:: Input records
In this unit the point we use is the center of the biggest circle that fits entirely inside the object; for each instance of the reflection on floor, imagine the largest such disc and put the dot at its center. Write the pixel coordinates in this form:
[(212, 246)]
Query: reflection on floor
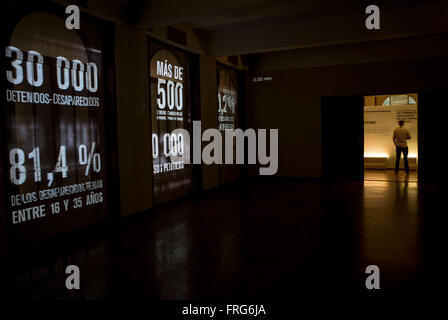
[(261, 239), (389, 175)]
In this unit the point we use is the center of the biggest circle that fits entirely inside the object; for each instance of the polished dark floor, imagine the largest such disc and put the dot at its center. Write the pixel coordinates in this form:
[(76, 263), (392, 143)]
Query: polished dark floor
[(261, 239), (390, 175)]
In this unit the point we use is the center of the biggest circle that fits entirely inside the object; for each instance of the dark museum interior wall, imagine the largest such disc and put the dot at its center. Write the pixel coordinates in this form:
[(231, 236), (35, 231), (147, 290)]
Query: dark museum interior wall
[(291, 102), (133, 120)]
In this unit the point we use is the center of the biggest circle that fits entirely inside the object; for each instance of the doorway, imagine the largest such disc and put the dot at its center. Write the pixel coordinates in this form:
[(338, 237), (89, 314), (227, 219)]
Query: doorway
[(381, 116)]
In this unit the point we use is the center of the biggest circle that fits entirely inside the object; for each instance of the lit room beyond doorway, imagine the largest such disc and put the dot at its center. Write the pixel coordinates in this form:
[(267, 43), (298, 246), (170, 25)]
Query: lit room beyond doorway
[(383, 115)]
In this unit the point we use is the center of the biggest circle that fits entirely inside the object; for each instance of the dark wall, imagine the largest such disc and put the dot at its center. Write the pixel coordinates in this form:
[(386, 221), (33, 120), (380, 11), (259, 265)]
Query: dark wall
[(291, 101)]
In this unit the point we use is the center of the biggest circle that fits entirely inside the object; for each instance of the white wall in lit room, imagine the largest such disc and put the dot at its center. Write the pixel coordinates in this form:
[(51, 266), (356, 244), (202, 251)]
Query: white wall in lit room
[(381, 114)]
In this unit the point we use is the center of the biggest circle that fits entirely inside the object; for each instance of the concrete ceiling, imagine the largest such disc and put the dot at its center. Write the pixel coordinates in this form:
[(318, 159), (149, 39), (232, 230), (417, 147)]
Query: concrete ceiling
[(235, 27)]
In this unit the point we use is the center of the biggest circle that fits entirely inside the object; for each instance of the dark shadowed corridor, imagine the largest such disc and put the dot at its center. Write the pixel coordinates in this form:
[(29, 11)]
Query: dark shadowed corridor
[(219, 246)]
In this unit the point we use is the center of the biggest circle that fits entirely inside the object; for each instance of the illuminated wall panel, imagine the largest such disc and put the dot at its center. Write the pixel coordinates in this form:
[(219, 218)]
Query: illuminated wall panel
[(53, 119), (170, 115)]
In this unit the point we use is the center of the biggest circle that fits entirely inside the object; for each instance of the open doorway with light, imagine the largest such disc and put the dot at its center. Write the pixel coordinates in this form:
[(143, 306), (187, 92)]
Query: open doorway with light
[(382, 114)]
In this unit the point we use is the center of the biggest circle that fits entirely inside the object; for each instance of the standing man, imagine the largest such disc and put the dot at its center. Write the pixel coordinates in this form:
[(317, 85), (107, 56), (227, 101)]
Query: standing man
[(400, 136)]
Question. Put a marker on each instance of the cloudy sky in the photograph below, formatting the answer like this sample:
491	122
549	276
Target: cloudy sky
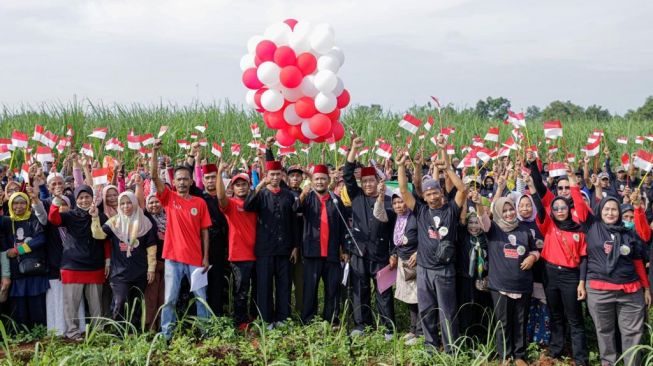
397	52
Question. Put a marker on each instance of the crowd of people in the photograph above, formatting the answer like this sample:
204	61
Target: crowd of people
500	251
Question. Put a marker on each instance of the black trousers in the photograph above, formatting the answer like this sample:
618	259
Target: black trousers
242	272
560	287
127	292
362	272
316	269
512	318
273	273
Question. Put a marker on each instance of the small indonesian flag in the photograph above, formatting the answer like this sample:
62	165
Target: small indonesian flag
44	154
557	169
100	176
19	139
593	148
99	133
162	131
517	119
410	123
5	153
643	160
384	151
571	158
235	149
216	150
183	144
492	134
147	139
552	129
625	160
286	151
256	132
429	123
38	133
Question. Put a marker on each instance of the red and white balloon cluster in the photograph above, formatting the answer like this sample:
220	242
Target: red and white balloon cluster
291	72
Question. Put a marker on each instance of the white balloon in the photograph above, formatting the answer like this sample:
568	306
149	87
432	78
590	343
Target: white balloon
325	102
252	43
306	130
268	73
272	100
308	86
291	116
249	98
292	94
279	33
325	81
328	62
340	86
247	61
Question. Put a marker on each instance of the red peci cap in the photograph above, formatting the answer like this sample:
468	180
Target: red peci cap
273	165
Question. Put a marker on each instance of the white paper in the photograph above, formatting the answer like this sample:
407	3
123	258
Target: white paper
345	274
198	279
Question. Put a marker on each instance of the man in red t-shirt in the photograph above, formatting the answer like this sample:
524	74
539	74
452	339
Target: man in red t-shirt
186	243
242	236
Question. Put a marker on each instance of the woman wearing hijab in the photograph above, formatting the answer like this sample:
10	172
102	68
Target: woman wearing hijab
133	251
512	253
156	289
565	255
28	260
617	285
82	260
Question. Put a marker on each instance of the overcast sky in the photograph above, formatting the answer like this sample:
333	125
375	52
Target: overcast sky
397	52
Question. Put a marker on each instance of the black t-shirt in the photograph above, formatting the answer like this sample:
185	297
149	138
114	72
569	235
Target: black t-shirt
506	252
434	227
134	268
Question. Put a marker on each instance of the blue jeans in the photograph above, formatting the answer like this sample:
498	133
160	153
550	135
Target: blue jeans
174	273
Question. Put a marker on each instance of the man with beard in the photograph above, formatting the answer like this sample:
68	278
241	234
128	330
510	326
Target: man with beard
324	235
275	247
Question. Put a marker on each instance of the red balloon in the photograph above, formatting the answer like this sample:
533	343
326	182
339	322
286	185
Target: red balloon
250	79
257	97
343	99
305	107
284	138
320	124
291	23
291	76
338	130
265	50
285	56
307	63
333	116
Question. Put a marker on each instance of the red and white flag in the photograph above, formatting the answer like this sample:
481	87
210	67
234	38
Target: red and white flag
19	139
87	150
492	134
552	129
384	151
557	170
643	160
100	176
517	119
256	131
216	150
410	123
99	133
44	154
::::
:: Input records
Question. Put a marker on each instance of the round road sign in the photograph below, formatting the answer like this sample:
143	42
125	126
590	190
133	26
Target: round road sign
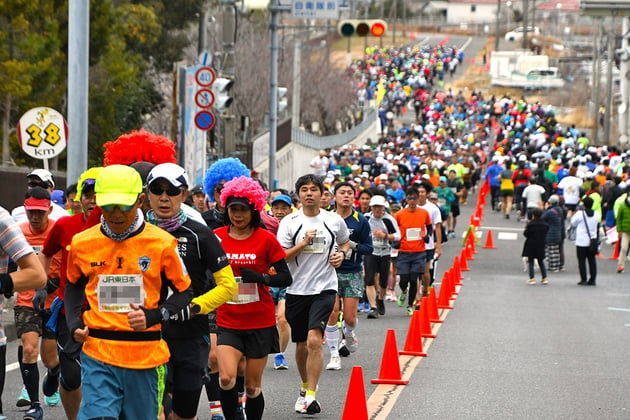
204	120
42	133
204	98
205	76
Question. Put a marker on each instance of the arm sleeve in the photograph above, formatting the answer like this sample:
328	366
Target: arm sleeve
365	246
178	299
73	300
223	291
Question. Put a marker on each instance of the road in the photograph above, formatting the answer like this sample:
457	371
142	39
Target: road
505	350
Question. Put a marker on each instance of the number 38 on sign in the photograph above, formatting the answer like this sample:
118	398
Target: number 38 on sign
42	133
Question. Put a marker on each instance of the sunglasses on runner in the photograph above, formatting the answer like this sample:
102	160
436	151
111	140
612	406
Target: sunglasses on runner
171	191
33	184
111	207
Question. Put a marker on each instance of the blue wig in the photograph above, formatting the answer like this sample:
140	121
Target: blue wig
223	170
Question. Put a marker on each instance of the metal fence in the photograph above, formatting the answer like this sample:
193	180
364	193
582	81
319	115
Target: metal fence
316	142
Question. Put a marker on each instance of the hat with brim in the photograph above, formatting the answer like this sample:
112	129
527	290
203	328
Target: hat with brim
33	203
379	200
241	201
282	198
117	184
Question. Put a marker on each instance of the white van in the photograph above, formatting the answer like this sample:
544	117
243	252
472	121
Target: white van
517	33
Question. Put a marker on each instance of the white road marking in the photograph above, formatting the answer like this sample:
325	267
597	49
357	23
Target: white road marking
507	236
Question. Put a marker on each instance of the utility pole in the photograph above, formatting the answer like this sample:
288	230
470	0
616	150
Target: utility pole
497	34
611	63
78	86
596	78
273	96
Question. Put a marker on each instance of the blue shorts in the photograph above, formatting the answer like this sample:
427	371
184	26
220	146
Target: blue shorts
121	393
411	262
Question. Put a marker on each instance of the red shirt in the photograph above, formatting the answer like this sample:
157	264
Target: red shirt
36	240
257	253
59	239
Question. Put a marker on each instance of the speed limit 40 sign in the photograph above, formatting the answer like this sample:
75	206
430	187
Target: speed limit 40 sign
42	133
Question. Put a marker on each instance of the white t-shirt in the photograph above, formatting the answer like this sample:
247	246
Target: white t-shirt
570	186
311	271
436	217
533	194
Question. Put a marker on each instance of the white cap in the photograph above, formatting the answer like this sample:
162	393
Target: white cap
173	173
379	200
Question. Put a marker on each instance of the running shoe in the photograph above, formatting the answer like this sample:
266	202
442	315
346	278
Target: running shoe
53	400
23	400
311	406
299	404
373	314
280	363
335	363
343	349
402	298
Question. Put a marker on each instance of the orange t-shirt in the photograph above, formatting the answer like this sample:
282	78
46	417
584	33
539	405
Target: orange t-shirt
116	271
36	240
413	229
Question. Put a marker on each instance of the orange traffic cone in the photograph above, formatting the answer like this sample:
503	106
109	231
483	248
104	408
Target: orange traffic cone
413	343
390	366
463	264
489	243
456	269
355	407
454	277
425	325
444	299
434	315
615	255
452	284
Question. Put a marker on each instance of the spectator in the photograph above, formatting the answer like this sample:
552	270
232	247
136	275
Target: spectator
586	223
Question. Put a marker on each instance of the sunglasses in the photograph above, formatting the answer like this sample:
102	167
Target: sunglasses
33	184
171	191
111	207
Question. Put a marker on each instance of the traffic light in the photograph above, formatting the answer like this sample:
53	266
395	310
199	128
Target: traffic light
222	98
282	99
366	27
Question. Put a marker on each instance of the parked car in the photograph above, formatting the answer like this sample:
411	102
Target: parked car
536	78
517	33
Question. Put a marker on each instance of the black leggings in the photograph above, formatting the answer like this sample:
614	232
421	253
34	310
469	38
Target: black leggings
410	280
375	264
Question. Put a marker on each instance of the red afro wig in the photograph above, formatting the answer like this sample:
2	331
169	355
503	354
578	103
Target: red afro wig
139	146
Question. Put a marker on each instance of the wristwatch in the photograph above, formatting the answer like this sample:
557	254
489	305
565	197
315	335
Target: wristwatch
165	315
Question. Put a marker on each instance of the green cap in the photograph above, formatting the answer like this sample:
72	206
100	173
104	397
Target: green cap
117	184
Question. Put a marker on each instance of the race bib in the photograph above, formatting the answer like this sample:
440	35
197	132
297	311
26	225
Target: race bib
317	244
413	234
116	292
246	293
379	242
::::
:: Input records
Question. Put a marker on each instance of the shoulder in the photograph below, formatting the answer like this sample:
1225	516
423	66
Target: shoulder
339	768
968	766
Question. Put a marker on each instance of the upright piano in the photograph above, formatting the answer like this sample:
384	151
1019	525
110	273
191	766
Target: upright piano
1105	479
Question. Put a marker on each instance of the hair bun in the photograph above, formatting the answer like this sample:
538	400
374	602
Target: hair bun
::::
# [Activity]
A complete answer gives every line of the data that includes "hair".

# [Response to this exercise]
Question. Put a marker on each instance of the hair bun in the photograph above, formatting the answer like this sample:
Target: hair bun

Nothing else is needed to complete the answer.